▶ _WHAT YOU WILL DO_:
**1.** Answer these questions using the kayaking passage:
(a) Where is the nearest bridge to the right, and how far away is it?
(b) How much did the kayak cost?
(c) What does "track" mean?
**2.** Print verbatim the lines of the entries starting at the line containing "of the flowing" and ending at the last line of the entries.

I am glistening with water from the spouting dolphin. One, two, three, more swim along as I slowly skid toward Castaway Point. In the water and out, jumping up, wetting me down. Surfacing next to me and disappearing again, again, again.

I pass the point on either side and the water opens in front of me. To the left, in the distance, North, up the river, I can see the Melbourne Causeway misted gray faint by the bay air. To the right, the nearest bridge is thirty miles downriver at Sebastian. Aside from the scant beach behind me, the nearest land is two miles away, over this river that, more properly, is a sound, a brackish bay. Indialantic is a quarter-mile-wide spit and all that separates me, this river, from the Atlantic Ocean. I am headed there.

Once there, I’ll beach, take my shoes and wallet from the ziplock bag (terribly unreliable, I’m told. Get a drybag.) and walk a block to the cafés. I’ll sit and have coffee. Stroll to the ocean.

In the meantime, here I am. The boats race by, longitudinally, as I cross. Each larger than I and each given the right of way. Wakes come and I learn to meet them head on, the water rising before me, above me, under me, behind me, before me.

I am delighted to find myself not becoming seasick.

From upriver, sliding toward me, is a barge. Perhaps this is coming from Cape Canaveral. From the distance it appears massive and grows as it approaches. I backpaddle.

I had not thought of backpaddling before. I imagine it is the same as paddling frontward but just the opposite direction and, of course, the kayak stops. I drift as the barge is pushed south toward me, Sebastian Inlet and the ocean.

Drifting. This kayak is tiny, even by kayak standards. It is small and cheap. Nine feet and four inches. A kayak to sit in, float in, paddle in but not race in.

I bought it for one hundred and forty dollars. A few years old, it sold for about three hundred new. Bottom end.

Stable. Very stable. I needed that. It isn’t long so it won’t be spun much by the wind. But it also takes work to keep it going where I want it to. It does not track well.

Track. That is a word I learned recently while teaching myself about my little boat via Internet searches for explanatory material, tutorials, instructional videos and glossaries. Track means to go straight. This kayak doesn’t.

▶ _INPUT RECORDS_:
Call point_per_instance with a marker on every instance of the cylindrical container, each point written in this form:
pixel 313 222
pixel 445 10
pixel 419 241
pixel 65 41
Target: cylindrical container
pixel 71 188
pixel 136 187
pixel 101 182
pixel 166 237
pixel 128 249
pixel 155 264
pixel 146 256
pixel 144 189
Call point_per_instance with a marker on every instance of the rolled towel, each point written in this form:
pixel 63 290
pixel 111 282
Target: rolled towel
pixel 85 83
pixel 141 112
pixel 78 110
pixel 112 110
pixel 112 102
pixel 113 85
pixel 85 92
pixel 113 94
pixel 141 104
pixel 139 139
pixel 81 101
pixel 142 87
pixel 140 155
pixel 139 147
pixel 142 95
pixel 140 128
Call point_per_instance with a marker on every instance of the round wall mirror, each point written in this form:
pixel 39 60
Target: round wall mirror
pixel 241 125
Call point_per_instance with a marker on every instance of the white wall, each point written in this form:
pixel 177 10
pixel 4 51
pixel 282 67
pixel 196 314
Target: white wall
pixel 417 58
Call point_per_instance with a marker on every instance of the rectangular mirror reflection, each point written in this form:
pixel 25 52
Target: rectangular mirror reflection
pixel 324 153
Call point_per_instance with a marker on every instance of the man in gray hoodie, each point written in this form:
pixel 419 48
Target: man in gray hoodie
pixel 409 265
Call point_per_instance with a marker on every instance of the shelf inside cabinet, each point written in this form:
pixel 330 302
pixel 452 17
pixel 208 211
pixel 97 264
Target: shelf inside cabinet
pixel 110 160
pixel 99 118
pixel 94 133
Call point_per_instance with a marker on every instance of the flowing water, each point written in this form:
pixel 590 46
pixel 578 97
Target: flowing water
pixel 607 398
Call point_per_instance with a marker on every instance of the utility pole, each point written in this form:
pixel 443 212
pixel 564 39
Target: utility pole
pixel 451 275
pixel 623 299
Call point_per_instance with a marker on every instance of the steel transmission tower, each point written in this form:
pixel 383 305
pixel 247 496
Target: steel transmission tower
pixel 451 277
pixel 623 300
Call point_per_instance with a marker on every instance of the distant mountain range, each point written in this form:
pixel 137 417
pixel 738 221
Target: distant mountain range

▶ _SOLUTIONS_:
**1.**
(a) The nearest bridge to the right is at Sebastian, thirty miles downriver.
(b) The kayak cost one hundred and forty dollars.
(c) "Track" means to go straight.

**2.**
Call point_per_instance with a marker on every instance of the flowing water, each point written in this form:
pixel 590 46
pixel 578 97
Target: flowing water
pixel 607 398
Call point_per_instance with a marker on every instance of the utility pole, each point written in this form:
pixel 443 212
pixel 564 39
Target: utility pole
pixel 451 275
pixel 623 299
Call point_per_instance with a marker on every instance of the steel transmission tower, each point written in this form:
pixel 383 305
pixel 247 496
Target: steel transmission tower
pixel 451 277
pixel 623 300
Call point_per_instance with a marker on every instance of the distant mountain range, each point written in this form:
pixel 137 417
pixel 738 221
Target: distant mountain range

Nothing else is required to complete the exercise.